Acciones requeridas:
A. Según el texto sobre el hantavirus, ¿por qué la respuesta internacional ante los pasajeros del MV Hondius es tan dispar? Explícalo en una a tres oraciones.
B. Reproduce al pie de la letra el fragmento del texto sobre el hantavirus que empieza en las palabras "En Estados Unidos, por" y termina tras "prevención de contagios.".

Texto del documento:
----------------
La respuesta internacional a la situación de los pasajeros del MV Hondius, que desembarcaron el domingo en Tenerife tras haber estado en contacto con personas contagiadas de hantavirus, está mostrando una gran disparidad. Aunque la Organización Mundial de la Salud (OMS) recomienda una cuarentena estricta de 42 días para los contactos cercanos, cada nación adapta esta directriz a sus propios sistemas sanitarios y criterios.
En Estados Unidos, por ejemplo, se ha optado por un sistema de “monitoreo” domiciliario para algunos pasajeros que abandonaron el buque antes de la crisis. Estas personas, procedentes de varios estados, están bajo vigilancia sanitaria en sus hogares y, según portavoces médicos, no han mostrado síntomas hasta el momento. Un grupo de 17 pasajeros estadounidenses desembarcados el domingo fue trasladado en avión a la base de la Fuerza Aérea de Offutt en Omaha (Nebraska), con la intención de reubicarlos en el Centro Nacional de Cuarentena de la Universidad de Nebraska, una instalación especializada en la prevención de contagios.
La situación en Holanda es diferente. Los viajeros evacuados al país que no han dado positivo deberán cumplir una cuarentena domiciliaria de 42 días, aunque con condiciones menos restrictivas, permitiéndoles salir con mascarilla y manteniendo la distancia social. Las autoridades sanitarias neerlandesas han comparado este enfoque con el manejo de un brote de tuberculosis, destacando la buena colaboración de los afectados.
“"La experiencia nos enseña que las personas afectadas cumplen muy bien las medidas."
Por otro lado, Francia ha adoptado una postura más rigurosa. El primer ministro anunció que todos los contactos serían sometidos a una “cuarentena reforzada en un entorno hospitalario”. De manera similar, el Reino Unido ha confinado a 22 personas procedentes del Hondius en un hospital del condado de Merseyside. Alemania también está trasladando a sus pasajeros a un centro sanitario especializado en enfermedades infecciosas, aunque no ha detallado el tipo de cuarentena.
En España, todos los pasajeros del buque holandés que llegaron a Tenerife se encuentran recluidos en el hospital Gómez Ulla, que dispone de habitaciones especiales para estos casos, donde cumplirán la cuarentena de 42 días. Además, dos pacientes en Alicante y Barcelona también están bajo tutela hospitalaria, reflejando una estrategia de contención centralizada en centros médicos.
----------------
Elementos de un conjunto de datos

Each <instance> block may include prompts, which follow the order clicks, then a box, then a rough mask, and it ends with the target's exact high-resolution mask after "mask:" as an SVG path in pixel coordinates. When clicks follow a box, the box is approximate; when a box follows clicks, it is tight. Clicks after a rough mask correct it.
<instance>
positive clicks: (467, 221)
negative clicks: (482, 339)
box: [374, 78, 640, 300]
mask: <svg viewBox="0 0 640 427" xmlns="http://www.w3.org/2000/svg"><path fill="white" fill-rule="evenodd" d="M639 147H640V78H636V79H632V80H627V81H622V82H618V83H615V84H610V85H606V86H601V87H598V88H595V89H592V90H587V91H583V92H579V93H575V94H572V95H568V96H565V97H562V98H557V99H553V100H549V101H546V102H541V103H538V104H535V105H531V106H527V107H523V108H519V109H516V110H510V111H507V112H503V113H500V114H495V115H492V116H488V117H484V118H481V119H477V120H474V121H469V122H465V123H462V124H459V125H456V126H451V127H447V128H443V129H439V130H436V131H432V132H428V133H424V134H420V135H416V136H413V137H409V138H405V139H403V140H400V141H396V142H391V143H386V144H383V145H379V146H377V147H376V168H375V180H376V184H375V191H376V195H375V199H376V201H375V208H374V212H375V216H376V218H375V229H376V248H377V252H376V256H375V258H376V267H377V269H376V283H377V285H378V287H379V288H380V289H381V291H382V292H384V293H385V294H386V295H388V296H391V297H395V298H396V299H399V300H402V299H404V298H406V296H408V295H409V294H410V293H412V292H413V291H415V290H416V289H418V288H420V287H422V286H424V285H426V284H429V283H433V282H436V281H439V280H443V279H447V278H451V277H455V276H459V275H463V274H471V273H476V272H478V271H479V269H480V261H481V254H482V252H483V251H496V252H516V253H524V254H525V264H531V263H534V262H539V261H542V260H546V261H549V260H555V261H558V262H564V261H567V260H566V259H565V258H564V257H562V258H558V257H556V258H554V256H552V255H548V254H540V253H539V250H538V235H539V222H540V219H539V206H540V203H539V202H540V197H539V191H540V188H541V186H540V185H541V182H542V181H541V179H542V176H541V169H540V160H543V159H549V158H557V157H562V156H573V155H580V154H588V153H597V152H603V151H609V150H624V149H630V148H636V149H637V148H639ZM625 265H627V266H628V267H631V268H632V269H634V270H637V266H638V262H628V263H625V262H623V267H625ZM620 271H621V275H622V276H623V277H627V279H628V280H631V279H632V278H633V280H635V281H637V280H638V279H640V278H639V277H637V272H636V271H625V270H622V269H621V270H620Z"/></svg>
----------------
Tus respuestas:
A. La OMS recomienda una cuarentena estricta de 42 días para los contactos cercanos, pero cada nación adapta esa directriz a sus propios sistemas sanitarios y criterios.

B.
En Estados Unidos, por ejemplo, se ha optado por un sistema de “monitoreo” domiciliario para algunos pasajeros que abandonaron el buque antes de la crisis. Estas personas, procedentes de varios estados, están bajo vigilancia sanitaria en sus hogares y, según portavoces médicos, no han mostrado síntomas hasta el momento. Un grupo de 17 pasajeros estadounidenses desembarcados el domingo fue trasladado en avión a la base de la Fuerza Aérea de Offutt en Omaha (Nebraska), con la intención de reubicarlos en el Centro Nacional de Cuarentena de la Universidad de Nebraska, una instalación especializada en la prevención de contagios.